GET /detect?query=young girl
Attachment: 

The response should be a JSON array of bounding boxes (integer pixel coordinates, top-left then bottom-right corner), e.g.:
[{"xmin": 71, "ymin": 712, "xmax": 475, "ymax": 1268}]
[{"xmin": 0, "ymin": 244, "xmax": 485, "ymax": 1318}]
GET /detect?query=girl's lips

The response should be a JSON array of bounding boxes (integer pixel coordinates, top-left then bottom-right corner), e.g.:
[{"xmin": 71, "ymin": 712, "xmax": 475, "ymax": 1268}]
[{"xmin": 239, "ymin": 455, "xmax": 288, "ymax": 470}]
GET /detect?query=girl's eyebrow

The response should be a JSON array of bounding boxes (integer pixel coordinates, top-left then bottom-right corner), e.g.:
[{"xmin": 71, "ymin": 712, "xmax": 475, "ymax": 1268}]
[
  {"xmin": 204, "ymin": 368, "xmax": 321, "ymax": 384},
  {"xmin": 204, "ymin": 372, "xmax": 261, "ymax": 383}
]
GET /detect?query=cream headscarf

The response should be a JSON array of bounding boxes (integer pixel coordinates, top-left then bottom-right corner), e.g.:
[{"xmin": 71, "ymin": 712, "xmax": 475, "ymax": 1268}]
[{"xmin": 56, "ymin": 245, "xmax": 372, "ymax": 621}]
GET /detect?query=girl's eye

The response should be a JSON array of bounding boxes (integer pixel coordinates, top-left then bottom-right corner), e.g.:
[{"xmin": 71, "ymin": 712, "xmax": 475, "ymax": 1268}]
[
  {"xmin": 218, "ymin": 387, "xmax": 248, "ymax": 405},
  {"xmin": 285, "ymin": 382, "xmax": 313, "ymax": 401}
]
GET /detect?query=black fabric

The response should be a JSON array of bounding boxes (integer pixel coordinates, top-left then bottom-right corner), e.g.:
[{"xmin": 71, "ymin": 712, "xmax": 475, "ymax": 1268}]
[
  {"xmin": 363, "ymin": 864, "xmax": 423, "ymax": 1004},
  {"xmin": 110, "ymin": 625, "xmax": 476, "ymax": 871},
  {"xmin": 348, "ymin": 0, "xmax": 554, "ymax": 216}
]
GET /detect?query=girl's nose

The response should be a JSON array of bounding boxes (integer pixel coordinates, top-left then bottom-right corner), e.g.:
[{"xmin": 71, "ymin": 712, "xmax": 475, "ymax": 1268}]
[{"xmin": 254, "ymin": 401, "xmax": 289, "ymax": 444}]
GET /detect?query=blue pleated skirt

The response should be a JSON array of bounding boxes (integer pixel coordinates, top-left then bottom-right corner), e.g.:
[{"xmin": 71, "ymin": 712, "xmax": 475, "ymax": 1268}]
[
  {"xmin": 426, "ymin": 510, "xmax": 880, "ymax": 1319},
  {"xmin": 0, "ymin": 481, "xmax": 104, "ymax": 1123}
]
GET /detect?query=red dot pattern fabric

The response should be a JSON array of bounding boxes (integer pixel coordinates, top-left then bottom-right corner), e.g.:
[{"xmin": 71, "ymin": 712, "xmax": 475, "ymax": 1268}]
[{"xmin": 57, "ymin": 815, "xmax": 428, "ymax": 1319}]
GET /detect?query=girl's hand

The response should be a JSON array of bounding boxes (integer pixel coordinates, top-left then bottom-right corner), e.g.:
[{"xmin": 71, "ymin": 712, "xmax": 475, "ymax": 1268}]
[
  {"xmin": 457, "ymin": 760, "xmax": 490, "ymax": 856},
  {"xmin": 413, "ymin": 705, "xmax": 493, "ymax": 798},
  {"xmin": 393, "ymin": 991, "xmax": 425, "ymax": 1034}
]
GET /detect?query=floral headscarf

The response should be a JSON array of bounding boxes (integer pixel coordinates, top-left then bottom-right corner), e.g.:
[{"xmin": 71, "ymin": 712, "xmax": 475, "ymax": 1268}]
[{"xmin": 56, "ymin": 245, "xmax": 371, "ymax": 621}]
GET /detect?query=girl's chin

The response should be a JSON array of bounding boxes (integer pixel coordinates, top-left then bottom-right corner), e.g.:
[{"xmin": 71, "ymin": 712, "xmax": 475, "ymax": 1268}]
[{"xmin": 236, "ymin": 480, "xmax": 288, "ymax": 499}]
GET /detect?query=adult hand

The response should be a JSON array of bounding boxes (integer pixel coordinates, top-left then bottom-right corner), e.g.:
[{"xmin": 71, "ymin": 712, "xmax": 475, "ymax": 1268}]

+ + + + + + +

_YOUR TASK:_ Give the number of lines in the entries that contain "hand", and add nothing.

_TASK OUTPUT:_ 2